→ SELECTED TEXT
************

# Bargain Hymer Classic 644?



## twinky (Aug 11, 2008)

My local paper has an advert from a private seller for a Hymer Classic 644 2.8jtd 2006 which I think is a bargain price. 
OK I havent seen it and I dont know much about Hymers but assuming its good what price would you consider is cheap for this?


----------



## carolgavin (May 9, 2005)

£1.47 :?: :?: :?: :?: :?: :?:  :?: :lol: :lol: :lol: :lol: :lol:


----------



## glacier (Jun 24, 2006)

20k


----------



## twinky (Aug 11, 2008)

Wasnt this 40k new?


----------



## greenasthegrass (Oct 27, 2007)

Depends on condition and whether LHD or RHD is it the U shaped lounge or fixed bed I would reckon between £28k and £30k any extras?


----------



## AndrewandShirley (Oct 13, 2007)

Remember if it seems its too good to be true it probably is.


----------



## twinky (Aug 11, 2008)

Glacier is very close


----------



## greenasthegrass (Oct 27, 2007)

What's wrong with it?


----------



## gaspode (May 9, 2005)

Several for sale on mobile.de at around €42,000

At circa £20k there's either a serious problem with it or I've just bought it. :wink:


----------



## locovan (Oct 17, 2007)

22K

There is one for HYMER 554 CLASSIC Fiat Ducato 2.8 JTD 00 27857 mls £26995


----------



## locovan (Oct 17, 2007)

I have checked the web and there is nothing under £31k
for a Hymer Classic 644 2.8jtd 2006 
I suppose the owner may be selling cheaper because of ill health


----------



## rebbyvid (Apr 10, 2006)

AndrewandShirley said:


> Remember if it seems its too good to be true it probably is.

************

→ RECORDED INFORMATION
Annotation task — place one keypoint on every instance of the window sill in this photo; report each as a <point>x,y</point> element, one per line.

************

→ DIRECTIVE 1
Condense the paragraph of the Hymer thread that begins "My local paper has an advert" into a short bulleted list that keeps its main facts.
→ DIRECTIVE 2
In the Hymer thread, swap "Hymers" for "motorhomes" and give the part that opens with the words containing "OK I havent" and closes with "carolgavin (May 9, 2005)".

→ EXERCISE OUTPUT 1
- A private seller is advertising a 2006 Hymer Classic 644 2.8jtd in the poster's local paper.
- The poster thinks the asking price is a bargain.
- The poster hasn't seen the vehicle and doesn't know much about Hymers.
- Assuming it's in good condition, the poster asks what price would count as cheap.

→ EXERCISE OUTPUT 2
OK I havent seen it and I dont know much about motorhomes but assuming its good what price would you consider is cheap for this?


----------



## carolgavin (May 9, 2005)